Starting at the first row and stopping after the line that contains "[109,8,224,188]", write out each of those lines again, requests included, and scale every bounding-box coordinate in the answers by 0.85, rounding to whole numbers with halves going up. Include only those lines and leave the pictures out.

- _Rows of box annotation data_
start
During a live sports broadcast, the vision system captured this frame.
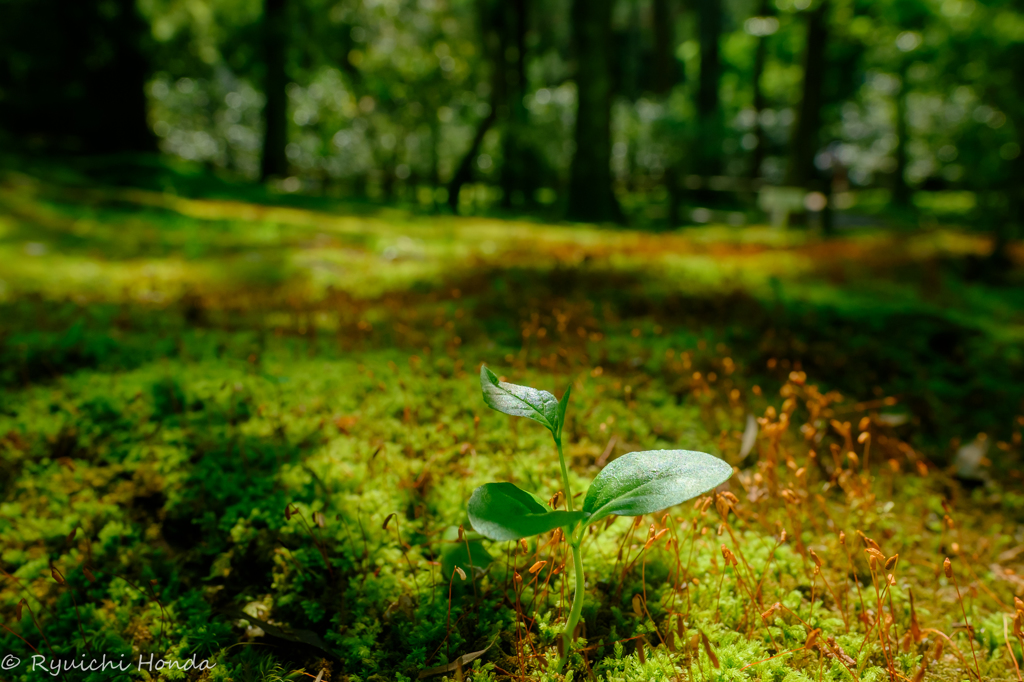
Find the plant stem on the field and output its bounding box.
[555,437,586,671]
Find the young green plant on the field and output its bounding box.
[468,366,732,670]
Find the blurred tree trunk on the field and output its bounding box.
[495,0,529,208]
[785,0,828,187]
[652,0,683,227]
[0,0,156,154]
[260,0,288,180]
[696,0,722,175]
[751,0,771,178]
[449,104,498,213]
[893,63,910,208]
[566,0,622,222]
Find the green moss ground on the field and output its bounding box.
[0,165,1024,682]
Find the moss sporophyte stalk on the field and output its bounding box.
[468,366,732,670]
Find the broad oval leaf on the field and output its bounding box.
[468,483,584,540]
[583,450,732,522]
[480,365,559,434]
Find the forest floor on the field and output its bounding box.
[0,161,1024,682]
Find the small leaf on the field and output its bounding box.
[480,365,559,434]
[555,386,572,438]
[583,450,732,523]
[467,483,584,541]
[417,637,498,680]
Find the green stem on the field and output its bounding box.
[555,436,586,671]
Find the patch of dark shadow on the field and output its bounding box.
[165,437,301,555]
[0,309,178,387]
[131,491,167,518]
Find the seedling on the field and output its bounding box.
[468,366,732,670]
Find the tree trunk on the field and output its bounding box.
[260,0,288,181]
[751,0,771,178]
[652,0,683,227]
[893,66,910,208]
[785,0,828,187]
[696,0,722,175]
[495,0,528,208]
[449,105,498,213]
[0,0,156,154]
[652,0,682,95]
[566,0,622,222]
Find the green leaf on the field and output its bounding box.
[468,483,584,540]
[583,450,732,523]
[480,365,558,434]
[555,385,572,438]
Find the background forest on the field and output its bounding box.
[0,0,1024,682]
[0,0,1024,236]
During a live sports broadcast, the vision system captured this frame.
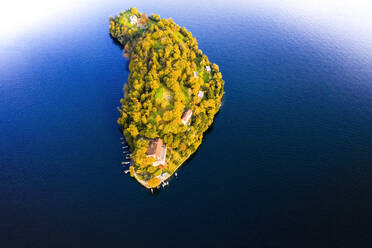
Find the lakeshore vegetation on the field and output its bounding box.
[109,8,224,188]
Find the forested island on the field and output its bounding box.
[110,8,224,189]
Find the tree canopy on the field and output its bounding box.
[109,8,224,189]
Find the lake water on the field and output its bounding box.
[0,1,372,248]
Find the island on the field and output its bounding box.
[109,7,224,189]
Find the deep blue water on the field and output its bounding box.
[0,1,372,248]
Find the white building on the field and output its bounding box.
[146,138,167,166]
[129,15,138,25]
[181,109,192,125]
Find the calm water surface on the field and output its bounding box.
[0,1,372,248]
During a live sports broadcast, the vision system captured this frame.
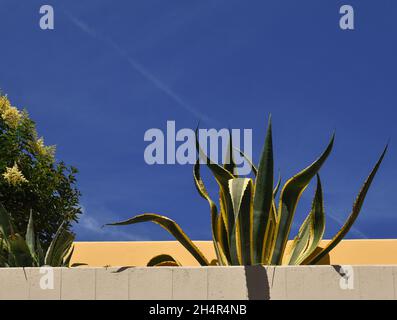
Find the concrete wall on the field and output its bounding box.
[72,239,397,267]
[0,265,397,300]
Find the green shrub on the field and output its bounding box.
[0,204,74,268]
[0,94,81,249]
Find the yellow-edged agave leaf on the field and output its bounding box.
[272,135,334,265]
[0,203,14,241]
[196,128,234,184]
[261,200,278,265]
[304,145,388,264]
[25,210,36,256]
[147,254,181,267]
[252,118,274,264]
[229,178,253,265]
[223,130,237,176]
[216,214,230,266]
[289,175,325,265]
[193,159,228,265]
[233,147,258,176]
[273,174,281,198]
[106,213,209,266]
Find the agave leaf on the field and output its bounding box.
[273,173,281,198]
[261,200,278,265]
[216,214,231,266]
[223,130,237,176]
[252,118,273,264]
[25,210,36,256]
[62,245,74,267]
[196,127,234,185]
[272,135,334,265]
[44,223,74,267]
[36,236,45,266]
[8,233,37,267]
[288,175,325,265]
[106,213,209,266]
[229,178,253,265]
[196,128,235,258]
[193,159,228,265]
[0,203,14,240]
[233,147,258,176]
[304,145,388,264]
[147,254,181,267]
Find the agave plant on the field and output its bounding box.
[0,204,74,267]
[109,119,387,266]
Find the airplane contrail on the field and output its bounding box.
[63,10,215,124]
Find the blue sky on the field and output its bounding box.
[0,0,397,241]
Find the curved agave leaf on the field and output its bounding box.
[196,127,235,262]
[146,254,181,267]
[0,203,14,240]
[44,222,74,267]
[106,213,209,266]
[233,147,258,176]
[304,145,388,264]
[252,118,273,264]
[289,175,325,265]
[193,159,228,265]
[273,173,281,198]
[25,210,36,256]
[8,233,37,267]
[223,130,237,176]
[272,135,335,265]
[229,178,253,265]
[196,127,234,184]
[216,214,231,266]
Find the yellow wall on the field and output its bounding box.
[71,239,397,267]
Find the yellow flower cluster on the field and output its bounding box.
[0,96,22,129]
[3,163,28,186]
end
- _COMPLETE ANSWER_
During a live sports broadcast, the vision system captured this frame.
Find the plant stem on the field and output its bounding box.
[472,371,498,570]
Find the young green plant on the field and output its bounding box.
[398,311,622,570]
Find the blurred tree trunk on the field and output its bounding box.
[421,0,450,177]
[667,0,704,159]
[554,0,581,193]
[0,0,133,131]
[221,0,245,153]
[592,0,614,149]
[638,0,655,151]
[382,88,423,181]
[759,54,774,177]
[481,0,529,189]
Find the green moss ground on the field and output its bounding box.
[0,140,870,580]
Find the moss sporophyte stalk on the field and output its bounding box.
[398,311,622,570]
Find the broad oval leaf on the field and output its bounding box.
[398,411,496,459]
[496,383,622,444]
[408,310,475,369]
Find the forest floor on the field and output its bounding box.
[0,137,870,580]
Find the small leaf on the field and output its bounding box.
[408,310,475,369]
[472,328,486,372]
[496,383,622,445]
[397,411,496,460]
[354,541,423,578]
Find the green stem on the field and output its bounding box.
[472,371,498,570]
Find the patch of dark shadow on the field and output its bounding box.
[140,371,256,472]
[0,263,151,329]
[111,417,142,440]
Find the seedling on the field and output its bounding box.
[398,311,622,570]
Find the tree trunk on the field and output its bounding box.
[221,0,245,154]
[638,0,655,151]
[554,0,581,193]
[759,56,774,177]
[667,0,704,159]
[592,0,614,149]
[421,0,449,177]
[382,89,423,181]
[0,0,133,131]
[554,0,580,81]
[481,0,529,189]
Find the green leaf on the field and output its bounding box.
[398,411,496,459]
[496,383,622,445]
[408,310,474,369]
[472,327,486,372]
Find the background forest on the field and output its bounding box.
[0,0,870,580]
[0,0,870,201]
During a live sports broadcast, the vision system captured this frame.
Find the lakeshore vegetation on the field and output its bounding box.
[93,7,190,160]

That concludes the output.